» **Taakomschrijving**
Neem de lijst letterlijk over, van het begin tot en met de regel waarin "[[300, 201]]" staat.

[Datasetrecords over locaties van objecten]
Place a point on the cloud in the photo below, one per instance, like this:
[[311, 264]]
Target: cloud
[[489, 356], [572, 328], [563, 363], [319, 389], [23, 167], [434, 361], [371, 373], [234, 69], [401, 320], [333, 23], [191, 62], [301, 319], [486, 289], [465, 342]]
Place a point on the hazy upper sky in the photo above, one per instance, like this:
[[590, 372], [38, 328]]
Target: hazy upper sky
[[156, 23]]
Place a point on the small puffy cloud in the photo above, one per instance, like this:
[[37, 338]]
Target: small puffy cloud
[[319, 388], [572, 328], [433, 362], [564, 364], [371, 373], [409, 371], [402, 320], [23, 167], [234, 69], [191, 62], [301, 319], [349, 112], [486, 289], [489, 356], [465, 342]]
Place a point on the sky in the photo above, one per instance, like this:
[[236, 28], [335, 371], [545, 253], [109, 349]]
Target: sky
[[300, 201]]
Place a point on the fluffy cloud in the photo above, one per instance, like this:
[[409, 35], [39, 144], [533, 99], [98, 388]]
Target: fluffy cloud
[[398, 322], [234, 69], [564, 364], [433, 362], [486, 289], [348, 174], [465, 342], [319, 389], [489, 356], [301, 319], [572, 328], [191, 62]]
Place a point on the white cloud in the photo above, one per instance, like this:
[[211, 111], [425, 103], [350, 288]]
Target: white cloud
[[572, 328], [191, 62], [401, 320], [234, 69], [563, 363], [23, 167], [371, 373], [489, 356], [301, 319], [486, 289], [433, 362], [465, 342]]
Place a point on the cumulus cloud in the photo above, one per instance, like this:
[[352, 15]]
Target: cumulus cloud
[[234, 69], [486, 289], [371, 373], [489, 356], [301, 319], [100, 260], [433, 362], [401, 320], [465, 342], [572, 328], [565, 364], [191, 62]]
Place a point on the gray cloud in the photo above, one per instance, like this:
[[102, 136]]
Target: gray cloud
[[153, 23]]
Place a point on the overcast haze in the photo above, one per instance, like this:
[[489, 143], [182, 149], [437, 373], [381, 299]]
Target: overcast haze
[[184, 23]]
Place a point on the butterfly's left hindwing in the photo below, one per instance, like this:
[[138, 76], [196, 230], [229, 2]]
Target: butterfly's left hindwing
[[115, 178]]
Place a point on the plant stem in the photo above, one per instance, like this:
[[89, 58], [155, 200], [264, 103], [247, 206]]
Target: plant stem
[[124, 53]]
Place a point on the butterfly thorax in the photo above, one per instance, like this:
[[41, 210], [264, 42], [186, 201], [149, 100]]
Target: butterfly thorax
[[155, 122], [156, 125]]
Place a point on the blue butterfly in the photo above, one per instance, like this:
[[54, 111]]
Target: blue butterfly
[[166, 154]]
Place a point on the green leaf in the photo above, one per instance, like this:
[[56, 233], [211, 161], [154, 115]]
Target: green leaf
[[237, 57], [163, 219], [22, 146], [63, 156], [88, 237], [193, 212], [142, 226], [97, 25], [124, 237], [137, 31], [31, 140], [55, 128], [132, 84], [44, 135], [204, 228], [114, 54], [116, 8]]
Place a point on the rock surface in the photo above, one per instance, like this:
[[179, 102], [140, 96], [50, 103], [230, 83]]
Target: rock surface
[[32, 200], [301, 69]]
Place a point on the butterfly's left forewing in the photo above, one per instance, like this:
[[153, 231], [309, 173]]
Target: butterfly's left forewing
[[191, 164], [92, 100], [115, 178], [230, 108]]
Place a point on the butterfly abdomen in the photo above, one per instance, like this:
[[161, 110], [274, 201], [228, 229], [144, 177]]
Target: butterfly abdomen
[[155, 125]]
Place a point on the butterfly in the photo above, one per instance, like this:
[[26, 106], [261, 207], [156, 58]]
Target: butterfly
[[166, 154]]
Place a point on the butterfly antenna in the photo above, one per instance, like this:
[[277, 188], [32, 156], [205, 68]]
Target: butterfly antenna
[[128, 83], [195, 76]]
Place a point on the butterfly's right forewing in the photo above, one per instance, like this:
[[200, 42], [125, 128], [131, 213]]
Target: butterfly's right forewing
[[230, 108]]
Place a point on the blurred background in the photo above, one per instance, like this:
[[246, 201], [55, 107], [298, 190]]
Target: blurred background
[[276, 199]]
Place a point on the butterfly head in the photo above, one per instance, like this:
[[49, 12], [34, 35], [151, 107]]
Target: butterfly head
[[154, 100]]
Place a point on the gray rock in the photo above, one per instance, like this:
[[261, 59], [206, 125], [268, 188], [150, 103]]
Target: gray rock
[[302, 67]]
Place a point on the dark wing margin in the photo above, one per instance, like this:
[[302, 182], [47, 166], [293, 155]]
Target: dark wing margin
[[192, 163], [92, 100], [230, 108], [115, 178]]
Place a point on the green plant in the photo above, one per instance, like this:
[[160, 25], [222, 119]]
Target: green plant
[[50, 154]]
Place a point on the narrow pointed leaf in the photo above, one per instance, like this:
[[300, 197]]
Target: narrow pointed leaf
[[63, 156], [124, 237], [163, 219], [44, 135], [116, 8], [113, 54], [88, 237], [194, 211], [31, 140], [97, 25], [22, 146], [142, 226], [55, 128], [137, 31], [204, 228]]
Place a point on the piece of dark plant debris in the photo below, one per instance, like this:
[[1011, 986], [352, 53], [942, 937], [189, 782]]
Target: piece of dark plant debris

» **Volledige uitvoer**
Place a point on the cloud in the photo below, one per instance, like this:
[[311, 264]]
Target: cloud
[[489, 356], [572, 328], [563, 363], [319, 389], [23, 167], [434, 361], [371, 373], [234, 69], [401, 320], [333, 23], [191, 62], [301, 319], [486, 289], [465, 342]]
Place a point on the hazy upper sky in the photo above, one per instance, like this:
[[590, 372], [38, 328]]
Target: hazy upper sky
[[156, 23]]
Place a point on the small puffy cloud in the photo above, one per instance, like this:
[[37, 338]]
Target: small puffy cloud
[[319, 388], [572, 328], [433, 362], [564, 364], [371, 373], [409, 371], [402, 320], [23, 167], [234, 69], [191, 62], [301, 319], [349, 112], [486, 289], [489, 356], [465, 342]]
Place a point on the sky in the photo above, one per instance, like this:
[[236, 28], [335, 371], [545, 253], [109, 349]]
Target: sky
[[300, 201]]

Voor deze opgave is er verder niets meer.